[Start of Materials provided]
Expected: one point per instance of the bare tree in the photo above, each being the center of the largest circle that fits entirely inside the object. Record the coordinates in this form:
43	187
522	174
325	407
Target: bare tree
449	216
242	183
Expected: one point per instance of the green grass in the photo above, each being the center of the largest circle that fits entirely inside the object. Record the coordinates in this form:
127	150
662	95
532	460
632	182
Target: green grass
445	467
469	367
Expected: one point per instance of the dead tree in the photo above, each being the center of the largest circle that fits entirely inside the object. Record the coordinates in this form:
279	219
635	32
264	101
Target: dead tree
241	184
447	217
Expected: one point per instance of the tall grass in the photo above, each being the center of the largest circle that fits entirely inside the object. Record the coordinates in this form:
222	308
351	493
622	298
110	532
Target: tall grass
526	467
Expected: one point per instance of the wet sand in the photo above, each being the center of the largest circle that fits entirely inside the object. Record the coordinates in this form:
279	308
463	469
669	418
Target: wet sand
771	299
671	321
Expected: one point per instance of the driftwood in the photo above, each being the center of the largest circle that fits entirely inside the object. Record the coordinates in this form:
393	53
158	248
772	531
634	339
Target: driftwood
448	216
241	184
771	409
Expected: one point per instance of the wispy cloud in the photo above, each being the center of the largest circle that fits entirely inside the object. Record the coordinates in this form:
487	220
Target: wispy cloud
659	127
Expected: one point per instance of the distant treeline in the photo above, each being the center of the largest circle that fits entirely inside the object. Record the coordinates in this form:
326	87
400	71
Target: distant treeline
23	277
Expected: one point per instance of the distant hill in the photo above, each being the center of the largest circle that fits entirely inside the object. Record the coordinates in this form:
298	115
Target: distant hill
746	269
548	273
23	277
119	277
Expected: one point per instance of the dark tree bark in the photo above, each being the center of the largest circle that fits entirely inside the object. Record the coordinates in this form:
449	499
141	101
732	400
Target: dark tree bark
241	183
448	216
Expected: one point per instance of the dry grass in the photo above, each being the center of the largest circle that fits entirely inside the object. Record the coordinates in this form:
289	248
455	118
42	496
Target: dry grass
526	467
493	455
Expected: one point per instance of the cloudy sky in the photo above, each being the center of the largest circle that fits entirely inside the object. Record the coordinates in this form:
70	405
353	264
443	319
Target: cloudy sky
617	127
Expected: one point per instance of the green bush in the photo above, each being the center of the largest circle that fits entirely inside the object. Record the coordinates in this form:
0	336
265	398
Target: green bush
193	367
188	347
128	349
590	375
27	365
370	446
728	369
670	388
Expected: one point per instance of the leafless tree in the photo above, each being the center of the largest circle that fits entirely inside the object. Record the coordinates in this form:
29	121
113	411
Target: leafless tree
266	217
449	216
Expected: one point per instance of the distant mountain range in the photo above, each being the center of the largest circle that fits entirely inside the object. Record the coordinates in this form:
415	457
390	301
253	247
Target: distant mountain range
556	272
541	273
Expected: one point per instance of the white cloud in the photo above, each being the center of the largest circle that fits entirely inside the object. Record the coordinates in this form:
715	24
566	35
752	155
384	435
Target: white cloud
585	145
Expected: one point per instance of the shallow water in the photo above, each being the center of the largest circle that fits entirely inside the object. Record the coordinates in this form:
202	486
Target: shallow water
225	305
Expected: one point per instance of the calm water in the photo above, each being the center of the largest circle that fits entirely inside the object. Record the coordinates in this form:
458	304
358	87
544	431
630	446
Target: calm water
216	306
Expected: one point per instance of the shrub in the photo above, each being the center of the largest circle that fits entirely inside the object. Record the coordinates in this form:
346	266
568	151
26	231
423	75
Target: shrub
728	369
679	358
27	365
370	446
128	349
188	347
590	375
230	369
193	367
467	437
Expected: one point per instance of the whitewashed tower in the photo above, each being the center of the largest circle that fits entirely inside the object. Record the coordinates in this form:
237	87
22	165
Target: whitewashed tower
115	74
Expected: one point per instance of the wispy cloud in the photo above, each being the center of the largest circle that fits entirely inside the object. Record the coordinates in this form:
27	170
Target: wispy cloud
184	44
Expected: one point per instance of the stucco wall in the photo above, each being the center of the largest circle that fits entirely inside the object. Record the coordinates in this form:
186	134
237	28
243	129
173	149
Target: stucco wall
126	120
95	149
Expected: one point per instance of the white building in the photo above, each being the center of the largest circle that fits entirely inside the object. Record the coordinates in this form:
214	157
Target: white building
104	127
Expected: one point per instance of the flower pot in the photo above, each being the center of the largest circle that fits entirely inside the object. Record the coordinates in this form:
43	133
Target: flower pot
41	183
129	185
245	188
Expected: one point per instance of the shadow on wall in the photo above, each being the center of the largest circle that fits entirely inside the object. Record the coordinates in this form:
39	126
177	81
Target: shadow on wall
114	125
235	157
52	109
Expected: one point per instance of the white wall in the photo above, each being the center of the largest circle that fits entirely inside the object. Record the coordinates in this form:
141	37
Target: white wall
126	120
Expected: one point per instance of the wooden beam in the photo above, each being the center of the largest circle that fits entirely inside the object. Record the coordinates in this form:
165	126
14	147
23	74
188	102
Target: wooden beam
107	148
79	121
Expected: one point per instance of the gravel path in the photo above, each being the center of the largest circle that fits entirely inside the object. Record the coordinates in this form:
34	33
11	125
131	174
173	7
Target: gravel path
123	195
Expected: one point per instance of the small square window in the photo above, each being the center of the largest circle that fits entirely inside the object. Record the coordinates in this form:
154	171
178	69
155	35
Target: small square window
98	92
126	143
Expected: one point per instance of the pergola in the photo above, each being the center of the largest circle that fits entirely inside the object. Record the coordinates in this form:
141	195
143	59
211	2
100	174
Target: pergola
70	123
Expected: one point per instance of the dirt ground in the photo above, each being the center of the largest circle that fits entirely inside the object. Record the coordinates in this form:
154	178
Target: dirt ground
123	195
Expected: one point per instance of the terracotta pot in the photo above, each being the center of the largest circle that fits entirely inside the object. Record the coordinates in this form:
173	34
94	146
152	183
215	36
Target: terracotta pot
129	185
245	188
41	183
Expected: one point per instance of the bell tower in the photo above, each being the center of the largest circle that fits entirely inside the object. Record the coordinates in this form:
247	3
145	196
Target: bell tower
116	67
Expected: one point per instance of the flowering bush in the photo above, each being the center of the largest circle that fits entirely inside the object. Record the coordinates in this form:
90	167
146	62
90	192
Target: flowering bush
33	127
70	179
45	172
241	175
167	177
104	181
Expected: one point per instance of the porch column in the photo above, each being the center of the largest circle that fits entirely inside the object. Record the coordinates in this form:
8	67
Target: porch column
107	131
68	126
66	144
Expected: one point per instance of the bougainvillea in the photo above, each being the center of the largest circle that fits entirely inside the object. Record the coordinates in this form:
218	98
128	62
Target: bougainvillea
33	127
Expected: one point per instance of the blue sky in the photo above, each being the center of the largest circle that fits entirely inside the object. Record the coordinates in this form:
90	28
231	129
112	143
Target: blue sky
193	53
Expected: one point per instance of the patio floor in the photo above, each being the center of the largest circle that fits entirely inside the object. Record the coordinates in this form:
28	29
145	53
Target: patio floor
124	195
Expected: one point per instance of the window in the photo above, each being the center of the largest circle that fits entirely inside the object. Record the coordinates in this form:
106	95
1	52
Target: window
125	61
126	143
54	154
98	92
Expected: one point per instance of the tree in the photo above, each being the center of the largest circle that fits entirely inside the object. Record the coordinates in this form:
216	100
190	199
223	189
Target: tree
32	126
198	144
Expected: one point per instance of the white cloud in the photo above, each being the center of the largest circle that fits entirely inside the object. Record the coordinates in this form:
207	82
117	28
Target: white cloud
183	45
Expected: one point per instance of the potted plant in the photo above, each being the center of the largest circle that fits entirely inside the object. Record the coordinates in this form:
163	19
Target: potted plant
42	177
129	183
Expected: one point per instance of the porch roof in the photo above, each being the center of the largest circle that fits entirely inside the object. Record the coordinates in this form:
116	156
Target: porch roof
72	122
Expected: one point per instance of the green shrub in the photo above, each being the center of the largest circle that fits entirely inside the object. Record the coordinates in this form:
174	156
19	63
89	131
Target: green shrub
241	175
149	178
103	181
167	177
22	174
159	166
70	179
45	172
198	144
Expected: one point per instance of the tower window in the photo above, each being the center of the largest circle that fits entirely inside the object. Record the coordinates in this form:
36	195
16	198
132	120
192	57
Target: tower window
[End of Materials provided]
**Task directions**
Beginning with the line that contains "Expected: one point per instance of the tree", repeat every line through the end of the records and nothing more.

**Response**
Expected: one point per instance of the tree in the photo above, each being the center of the largest circle that fits entirely inside the object. Record the coordinates in this form:
216	100
190	199
223	189
Target: tree
32	126
198	144
Expected: one point per instance of the white cloud in the photo above, each being the center of the largest circle that fits entirely inside the object. Record the coordinates in this form:
207	82
117	28
Target: white cloud
183	45
Expected: one point per instance of the potted plant in the photo above, each being the center of the largest circle that fits entirely inside the object. Record the coordinates in this form:
163	19
Target: potted plant
42	177
129	183
Expected: one point per instance of the porch roof in the photo above, each being the center of the largest circle that fits entirely inside the object. Record the coordinates in this form:
116	156
Target: porch roof
72	122
Expected: one point per instance of the green shrub in the photo above, each being the center of the largest circle that fits entirely inside the object. Record the coordinates in this form:
174	156
19	63
89	131
Target: green shrub
241	175
149	178
103	181
167	177
22	174
159	166
70	179
45	172
198	144
Expected: one point per instance of the tower window in the photo above, each being the center of the largest circle that fits entirely inside the object. Record the coordinates in this form:
36	195
16	198
132	120
192	57
Target: tower window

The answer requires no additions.